▶ **THE TASK**:
Apart from the pictures, output all of the records exactly.

▶ **INPUT DATA**:

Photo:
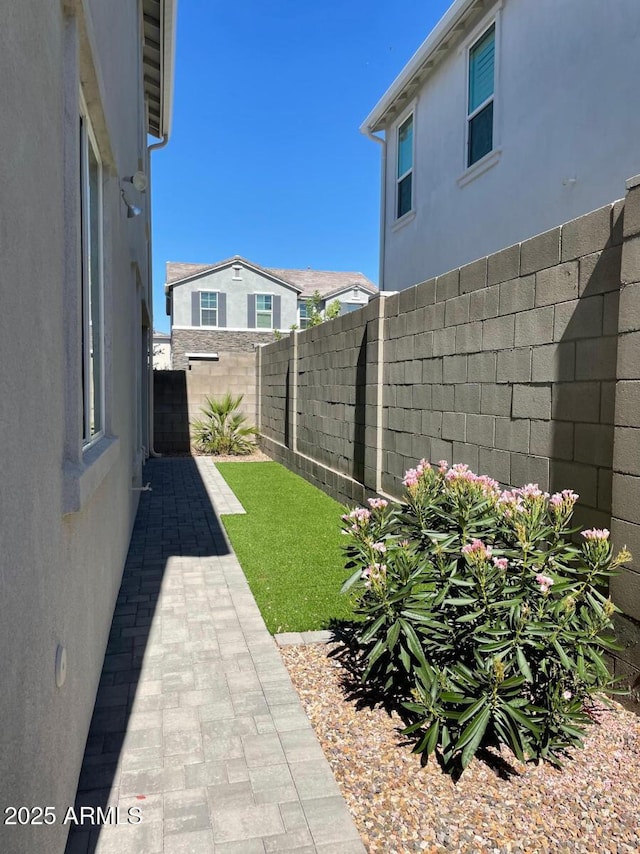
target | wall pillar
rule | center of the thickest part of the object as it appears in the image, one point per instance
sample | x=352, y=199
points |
x=625, y=511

▶ **ANSWER BELOW**:
Photo:
target | wall pillar
rule | center of the thickest part of the object as it appears in the image, one point per instance
sample | x=352, y=199
points |
x=625, y=511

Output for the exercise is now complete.